**Given problem:** Rewrite the material below from the line with "coverall so the vehicle can navigate." to the line with "0,170,960,664", swapping "shovel blade" for "spade blade" and leaving everything else unchanged.

>> Start Information provided

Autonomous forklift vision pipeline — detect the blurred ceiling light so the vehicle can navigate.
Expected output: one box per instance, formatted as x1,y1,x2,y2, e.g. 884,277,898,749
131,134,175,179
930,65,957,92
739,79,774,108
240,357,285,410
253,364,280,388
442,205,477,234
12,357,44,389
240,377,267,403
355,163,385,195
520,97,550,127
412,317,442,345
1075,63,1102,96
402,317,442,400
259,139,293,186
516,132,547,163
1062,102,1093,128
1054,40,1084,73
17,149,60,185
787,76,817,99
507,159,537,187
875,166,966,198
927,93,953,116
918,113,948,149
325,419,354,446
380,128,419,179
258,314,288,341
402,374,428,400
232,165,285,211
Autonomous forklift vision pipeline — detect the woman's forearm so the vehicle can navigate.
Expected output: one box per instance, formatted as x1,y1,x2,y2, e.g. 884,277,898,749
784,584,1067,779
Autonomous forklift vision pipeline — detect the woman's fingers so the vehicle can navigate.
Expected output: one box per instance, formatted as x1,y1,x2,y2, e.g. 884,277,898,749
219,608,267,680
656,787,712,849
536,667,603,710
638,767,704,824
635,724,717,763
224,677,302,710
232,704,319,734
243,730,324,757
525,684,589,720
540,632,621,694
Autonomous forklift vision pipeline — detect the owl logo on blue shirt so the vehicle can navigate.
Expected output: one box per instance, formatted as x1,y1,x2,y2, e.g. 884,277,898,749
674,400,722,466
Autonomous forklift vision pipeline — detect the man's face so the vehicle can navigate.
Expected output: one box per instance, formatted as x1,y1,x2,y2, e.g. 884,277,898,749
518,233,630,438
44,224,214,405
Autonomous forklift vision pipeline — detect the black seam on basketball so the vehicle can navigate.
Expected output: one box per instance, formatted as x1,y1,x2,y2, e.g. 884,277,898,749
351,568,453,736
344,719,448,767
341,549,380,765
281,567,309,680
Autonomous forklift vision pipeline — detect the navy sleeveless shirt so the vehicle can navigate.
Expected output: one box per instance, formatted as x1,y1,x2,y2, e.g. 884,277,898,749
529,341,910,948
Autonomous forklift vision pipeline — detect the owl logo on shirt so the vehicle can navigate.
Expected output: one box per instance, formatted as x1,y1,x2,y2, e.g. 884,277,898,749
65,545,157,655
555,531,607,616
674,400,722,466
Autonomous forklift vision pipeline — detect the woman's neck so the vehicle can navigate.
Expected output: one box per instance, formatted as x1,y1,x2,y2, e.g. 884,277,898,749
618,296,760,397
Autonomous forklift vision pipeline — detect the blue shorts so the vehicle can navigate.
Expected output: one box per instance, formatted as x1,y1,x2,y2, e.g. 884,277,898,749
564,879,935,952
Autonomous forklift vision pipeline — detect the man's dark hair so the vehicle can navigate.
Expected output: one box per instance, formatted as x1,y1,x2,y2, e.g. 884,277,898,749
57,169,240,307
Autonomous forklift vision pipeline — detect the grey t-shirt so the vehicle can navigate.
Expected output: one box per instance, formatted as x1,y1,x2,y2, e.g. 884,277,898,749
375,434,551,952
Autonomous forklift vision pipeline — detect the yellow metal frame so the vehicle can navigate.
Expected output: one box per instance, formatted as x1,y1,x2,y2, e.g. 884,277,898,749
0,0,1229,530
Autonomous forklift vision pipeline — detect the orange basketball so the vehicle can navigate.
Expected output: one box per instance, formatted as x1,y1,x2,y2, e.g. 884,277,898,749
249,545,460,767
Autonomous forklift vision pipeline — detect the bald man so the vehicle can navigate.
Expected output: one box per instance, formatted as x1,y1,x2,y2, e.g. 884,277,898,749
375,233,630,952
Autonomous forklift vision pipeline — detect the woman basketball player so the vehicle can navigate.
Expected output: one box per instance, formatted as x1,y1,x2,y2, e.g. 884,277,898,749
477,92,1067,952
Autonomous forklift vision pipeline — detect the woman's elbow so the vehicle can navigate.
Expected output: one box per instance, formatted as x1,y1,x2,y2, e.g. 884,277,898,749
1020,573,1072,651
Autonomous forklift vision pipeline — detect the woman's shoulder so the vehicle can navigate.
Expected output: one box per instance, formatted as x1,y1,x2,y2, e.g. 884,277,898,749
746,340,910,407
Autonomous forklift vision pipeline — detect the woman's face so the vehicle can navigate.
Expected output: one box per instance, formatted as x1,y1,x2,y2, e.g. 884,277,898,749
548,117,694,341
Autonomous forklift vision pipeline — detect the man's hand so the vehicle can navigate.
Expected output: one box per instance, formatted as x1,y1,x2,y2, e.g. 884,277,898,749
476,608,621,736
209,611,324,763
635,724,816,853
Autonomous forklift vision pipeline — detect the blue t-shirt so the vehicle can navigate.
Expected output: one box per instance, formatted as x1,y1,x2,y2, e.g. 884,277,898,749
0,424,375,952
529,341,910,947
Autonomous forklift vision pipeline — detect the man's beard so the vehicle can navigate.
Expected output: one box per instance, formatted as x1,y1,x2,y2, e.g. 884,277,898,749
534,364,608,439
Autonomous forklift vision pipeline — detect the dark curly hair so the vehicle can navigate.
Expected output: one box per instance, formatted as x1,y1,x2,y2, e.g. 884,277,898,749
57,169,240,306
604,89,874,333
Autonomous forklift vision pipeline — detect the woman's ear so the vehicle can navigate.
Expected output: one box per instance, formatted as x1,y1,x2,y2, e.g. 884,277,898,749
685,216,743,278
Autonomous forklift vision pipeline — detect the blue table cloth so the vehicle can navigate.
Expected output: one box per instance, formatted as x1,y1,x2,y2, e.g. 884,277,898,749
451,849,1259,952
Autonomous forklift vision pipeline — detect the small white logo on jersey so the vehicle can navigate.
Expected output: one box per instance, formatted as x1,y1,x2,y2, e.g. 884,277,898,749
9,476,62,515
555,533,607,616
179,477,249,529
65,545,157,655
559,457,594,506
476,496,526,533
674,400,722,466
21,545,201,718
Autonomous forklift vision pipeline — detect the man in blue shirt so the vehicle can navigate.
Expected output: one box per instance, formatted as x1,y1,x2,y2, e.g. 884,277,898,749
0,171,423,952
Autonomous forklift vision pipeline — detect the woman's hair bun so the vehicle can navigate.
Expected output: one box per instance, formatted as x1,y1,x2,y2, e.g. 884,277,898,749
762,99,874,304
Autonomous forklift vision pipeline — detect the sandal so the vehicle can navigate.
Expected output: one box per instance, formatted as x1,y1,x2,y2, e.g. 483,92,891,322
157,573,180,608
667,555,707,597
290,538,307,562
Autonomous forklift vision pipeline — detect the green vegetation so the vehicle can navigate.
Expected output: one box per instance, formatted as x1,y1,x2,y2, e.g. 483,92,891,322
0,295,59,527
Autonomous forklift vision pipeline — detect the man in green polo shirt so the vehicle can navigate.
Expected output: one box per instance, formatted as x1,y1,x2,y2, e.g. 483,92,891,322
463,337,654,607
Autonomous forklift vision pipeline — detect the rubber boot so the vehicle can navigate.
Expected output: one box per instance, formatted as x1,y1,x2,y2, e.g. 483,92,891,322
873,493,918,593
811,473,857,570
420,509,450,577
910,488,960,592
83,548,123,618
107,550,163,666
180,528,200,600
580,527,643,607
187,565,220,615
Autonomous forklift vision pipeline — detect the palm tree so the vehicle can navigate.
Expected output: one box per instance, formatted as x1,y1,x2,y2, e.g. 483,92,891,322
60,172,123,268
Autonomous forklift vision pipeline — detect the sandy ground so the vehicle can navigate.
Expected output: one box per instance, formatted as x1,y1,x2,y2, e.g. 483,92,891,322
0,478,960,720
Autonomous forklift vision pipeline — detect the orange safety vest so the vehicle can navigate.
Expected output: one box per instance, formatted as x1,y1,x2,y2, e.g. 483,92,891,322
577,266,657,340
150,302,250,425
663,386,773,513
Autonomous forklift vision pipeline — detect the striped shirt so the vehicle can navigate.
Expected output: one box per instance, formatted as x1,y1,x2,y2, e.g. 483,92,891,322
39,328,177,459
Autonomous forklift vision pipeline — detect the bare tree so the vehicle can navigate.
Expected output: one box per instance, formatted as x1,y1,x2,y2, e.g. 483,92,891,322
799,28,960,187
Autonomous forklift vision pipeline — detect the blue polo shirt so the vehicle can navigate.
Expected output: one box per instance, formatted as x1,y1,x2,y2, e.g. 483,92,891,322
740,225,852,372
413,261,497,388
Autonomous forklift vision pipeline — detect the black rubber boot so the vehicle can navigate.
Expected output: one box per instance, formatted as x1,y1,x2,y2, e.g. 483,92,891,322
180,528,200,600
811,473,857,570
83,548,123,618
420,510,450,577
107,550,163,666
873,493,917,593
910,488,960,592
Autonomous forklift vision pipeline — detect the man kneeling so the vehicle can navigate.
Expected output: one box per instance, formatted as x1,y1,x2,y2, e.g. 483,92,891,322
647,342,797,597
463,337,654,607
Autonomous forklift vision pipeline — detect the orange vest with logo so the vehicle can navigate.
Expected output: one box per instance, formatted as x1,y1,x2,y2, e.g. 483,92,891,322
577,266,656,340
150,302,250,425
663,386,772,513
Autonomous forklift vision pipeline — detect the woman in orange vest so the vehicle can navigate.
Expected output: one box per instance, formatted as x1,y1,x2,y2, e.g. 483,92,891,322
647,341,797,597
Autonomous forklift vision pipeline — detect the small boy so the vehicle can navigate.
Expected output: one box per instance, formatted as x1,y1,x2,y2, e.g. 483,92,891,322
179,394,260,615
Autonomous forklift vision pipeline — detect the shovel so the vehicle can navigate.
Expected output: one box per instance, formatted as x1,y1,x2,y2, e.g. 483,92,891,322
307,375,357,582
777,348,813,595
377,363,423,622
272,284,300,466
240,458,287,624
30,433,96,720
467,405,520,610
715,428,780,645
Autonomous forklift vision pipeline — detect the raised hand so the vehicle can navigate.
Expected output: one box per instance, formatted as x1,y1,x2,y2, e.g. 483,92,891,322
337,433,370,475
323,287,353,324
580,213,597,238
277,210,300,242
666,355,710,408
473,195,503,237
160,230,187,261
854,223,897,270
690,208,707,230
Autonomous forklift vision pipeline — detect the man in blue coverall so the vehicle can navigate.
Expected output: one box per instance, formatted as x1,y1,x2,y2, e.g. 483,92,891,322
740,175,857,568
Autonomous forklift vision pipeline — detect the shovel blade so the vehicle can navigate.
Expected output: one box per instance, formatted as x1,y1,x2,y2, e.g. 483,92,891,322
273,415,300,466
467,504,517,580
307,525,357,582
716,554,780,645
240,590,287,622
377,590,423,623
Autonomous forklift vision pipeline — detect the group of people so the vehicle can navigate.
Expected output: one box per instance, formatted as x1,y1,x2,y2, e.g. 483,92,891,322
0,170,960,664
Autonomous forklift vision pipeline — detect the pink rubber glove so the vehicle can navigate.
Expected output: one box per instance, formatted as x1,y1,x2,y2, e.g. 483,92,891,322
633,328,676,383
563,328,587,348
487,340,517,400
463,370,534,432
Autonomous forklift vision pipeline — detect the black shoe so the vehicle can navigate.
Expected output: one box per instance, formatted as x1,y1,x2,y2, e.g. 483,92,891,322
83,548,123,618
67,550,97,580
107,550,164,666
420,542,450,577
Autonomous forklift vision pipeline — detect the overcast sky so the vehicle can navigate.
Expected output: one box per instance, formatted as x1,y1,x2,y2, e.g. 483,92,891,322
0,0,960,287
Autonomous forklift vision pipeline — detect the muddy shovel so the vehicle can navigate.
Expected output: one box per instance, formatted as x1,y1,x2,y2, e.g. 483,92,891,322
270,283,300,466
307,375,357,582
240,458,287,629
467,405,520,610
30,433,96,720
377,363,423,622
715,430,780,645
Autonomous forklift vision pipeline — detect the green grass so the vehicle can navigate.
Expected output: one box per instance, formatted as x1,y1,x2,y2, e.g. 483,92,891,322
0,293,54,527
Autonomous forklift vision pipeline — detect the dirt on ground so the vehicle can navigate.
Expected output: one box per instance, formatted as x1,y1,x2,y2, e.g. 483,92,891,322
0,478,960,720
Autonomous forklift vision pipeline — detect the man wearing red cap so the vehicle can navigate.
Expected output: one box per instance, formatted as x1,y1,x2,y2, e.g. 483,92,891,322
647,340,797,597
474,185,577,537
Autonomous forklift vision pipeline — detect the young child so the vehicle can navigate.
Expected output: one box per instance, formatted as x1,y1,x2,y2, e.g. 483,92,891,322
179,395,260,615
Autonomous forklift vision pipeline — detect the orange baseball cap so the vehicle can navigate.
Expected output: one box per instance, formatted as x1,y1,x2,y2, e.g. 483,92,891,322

>> End Information provided

**Correct answer:**
Autonomous forklift vision pipeline — detect the man in blue coverall so the vehicle can navigate.
Expected output: one box per instance, formatted as x1,y1,x2,y2, e.g. 483,92,891,322
740,175,857,568
Autonomous forklift vision pipeline — detect the spade blade so the vehicle can navigate.
Expected output: one box per instance, formatted as x1,y1,x2,y2, e.g. 483,92,891,322
273,415,300,466
467,504,517,580
307,525,357,582
716,554,780,645
240,590,287,622
377,590,423,623
Autonomous forklift vision pipeline — detect the group of people so the vehicle can navigate.
Expected output: one box per instance, formatted as x1,y1,x2,y2, e.g. 483,92,891,322
0,170,960,664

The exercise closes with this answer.